Each line from the one that contains "Consider the photo above. Spot each instance of the white siding" to the end of the material must be set down exactly, and no line before it.
═══ Exercise material
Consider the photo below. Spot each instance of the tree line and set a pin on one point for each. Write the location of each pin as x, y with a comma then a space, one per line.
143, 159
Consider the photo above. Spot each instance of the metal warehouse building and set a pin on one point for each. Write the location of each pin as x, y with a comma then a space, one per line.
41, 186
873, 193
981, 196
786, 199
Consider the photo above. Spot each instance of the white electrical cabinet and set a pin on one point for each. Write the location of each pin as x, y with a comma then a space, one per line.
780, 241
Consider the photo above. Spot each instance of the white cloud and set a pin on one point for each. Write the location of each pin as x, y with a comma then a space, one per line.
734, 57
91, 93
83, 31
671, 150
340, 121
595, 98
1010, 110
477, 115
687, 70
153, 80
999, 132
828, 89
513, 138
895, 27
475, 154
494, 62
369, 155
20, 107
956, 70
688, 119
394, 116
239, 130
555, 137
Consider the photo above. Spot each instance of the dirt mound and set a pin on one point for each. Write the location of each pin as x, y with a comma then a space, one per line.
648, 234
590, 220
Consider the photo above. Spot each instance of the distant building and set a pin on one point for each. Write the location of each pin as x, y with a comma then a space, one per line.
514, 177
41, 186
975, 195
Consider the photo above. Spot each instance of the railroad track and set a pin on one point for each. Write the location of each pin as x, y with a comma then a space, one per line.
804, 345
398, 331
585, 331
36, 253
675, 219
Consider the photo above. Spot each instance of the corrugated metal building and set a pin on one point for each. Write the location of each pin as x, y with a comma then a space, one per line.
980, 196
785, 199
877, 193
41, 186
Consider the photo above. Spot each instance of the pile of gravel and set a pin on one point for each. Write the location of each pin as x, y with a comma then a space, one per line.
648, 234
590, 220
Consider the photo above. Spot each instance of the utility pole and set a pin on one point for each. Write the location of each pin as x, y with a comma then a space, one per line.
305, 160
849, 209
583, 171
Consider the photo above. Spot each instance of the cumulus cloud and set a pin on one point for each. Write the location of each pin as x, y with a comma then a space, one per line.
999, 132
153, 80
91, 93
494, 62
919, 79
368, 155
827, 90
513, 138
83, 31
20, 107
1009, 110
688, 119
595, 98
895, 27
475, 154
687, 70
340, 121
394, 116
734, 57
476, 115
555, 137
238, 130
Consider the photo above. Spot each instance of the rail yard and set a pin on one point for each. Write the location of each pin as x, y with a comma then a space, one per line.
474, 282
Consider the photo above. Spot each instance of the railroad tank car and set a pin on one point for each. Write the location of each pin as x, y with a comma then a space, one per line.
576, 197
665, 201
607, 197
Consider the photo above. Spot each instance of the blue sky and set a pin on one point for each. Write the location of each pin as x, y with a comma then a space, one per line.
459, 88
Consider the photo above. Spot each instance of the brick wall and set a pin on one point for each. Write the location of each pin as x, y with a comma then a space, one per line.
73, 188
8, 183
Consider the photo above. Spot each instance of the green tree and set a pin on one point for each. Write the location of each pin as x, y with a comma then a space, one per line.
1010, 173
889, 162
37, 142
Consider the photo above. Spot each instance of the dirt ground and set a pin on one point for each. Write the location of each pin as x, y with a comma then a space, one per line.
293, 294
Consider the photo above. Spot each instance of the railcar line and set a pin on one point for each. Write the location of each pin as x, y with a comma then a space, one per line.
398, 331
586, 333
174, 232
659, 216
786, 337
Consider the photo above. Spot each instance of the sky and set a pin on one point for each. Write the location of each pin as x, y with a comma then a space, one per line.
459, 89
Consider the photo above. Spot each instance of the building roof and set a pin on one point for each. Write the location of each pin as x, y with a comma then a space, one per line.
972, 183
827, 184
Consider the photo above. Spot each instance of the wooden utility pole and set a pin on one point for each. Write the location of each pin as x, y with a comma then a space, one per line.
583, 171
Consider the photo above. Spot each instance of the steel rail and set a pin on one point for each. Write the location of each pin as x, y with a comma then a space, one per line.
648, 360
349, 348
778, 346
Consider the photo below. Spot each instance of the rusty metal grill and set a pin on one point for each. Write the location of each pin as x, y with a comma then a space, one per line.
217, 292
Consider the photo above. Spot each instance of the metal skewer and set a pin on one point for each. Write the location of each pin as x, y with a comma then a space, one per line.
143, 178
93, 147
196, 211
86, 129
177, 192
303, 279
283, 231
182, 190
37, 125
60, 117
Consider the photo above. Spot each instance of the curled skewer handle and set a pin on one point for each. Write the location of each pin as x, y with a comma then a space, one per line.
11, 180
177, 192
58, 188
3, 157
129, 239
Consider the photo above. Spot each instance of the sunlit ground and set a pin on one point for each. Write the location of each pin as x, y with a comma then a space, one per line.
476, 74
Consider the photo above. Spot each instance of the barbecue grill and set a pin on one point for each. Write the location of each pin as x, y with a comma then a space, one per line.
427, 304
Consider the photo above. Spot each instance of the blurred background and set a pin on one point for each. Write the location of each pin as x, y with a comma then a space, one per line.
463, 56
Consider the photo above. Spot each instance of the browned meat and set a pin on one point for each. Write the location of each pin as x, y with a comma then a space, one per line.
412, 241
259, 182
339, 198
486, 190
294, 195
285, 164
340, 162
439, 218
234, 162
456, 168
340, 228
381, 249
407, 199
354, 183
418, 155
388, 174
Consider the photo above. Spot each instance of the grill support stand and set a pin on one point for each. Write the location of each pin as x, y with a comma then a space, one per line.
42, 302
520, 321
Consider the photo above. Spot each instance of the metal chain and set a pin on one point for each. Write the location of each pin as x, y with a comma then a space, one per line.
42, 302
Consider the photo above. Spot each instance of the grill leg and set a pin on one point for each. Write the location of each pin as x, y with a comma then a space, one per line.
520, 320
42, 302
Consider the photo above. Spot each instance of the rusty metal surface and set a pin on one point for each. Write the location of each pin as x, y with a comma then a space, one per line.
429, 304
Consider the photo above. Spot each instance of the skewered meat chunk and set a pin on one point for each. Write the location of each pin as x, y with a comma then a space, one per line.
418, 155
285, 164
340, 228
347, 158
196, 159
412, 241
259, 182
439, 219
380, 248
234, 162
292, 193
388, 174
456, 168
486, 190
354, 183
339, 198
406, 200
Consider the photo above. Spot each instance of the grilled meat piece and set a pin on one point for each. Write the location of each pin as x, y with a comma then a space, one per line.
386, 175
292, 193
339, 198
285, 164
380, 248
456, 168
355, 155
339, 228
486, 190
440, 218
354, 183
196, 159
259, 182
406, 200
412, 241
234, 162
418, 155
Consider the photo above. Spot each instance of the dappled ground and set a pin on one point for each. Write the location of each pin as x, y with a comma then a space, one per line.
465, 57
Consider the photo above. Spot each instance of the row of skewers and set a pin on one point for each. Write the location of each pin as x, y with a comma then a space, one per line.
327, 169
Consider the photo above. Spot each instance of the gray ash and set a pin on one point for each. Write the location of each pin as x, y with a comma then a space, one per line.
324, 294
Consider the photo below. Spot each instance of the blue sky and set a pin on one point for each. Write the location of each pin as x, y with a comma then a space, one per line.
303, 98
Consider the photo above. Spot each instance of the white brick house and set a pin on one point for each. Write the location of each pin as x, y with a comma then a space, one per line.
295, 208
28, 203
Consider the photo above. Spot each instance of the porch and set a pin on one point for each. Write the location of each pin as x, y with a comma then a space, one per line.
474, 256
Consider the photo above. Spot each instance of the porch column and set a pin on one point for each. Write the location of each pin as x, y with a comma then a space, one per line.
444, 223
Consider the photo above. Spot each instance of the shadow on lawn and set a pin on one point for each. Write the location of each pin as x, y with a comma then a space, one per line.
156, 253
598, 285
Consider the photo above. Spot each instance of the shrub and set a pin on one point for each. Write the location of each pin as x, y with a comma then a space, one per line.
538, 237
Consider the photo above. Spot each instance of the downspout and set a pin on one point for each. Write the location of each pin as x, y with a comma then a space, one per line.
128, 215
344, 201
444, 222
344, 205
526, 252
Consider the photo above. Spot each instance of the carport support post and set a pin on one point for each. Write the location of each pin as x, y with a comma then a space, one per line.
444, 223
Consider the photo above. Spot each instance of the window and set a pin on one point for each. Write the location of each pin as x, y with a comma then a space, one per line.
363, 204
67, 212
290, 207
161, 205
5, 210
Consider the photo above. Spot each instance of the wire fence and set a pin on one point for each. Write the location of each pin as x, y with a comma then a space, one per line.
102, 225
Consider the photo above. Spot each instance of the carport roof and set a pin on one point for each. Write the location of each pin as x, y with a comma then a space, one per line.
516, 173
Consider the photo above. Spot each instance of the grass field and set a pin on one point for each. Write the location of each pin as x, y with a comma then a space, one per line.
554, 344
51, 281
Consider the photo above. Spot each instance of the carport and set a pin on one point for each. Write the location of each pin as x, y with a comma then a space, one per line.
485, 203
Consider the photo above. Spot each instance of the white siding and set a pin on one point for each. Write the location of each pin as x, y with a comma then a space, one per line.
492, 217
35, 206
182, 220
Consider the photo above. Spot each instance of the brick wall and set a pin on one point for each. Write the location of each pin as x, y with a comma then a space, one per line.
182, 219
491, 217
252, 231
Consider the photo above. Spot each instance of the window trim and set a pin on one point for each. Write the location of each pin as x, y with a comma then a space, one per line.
══════
> _Right answer_:
Consider the photo above. Spot each instance of the white siding and set a pin on one point for each. Write the location of each pin as x, y with a comma then a space, one per line.
492, 217
35, 206
182, 220
Consider the photo above. Spot each instance of the brick wall and set a pin on one point for each. Write the location of each pin as x, y with a comma then a space, one per line.
182, 219
491, 217
252, 231
Consider the photo above. Spot each instance of the window trim and set a pin on one point for each. Write the location of each pin as x, y with a comma then a space, one per line.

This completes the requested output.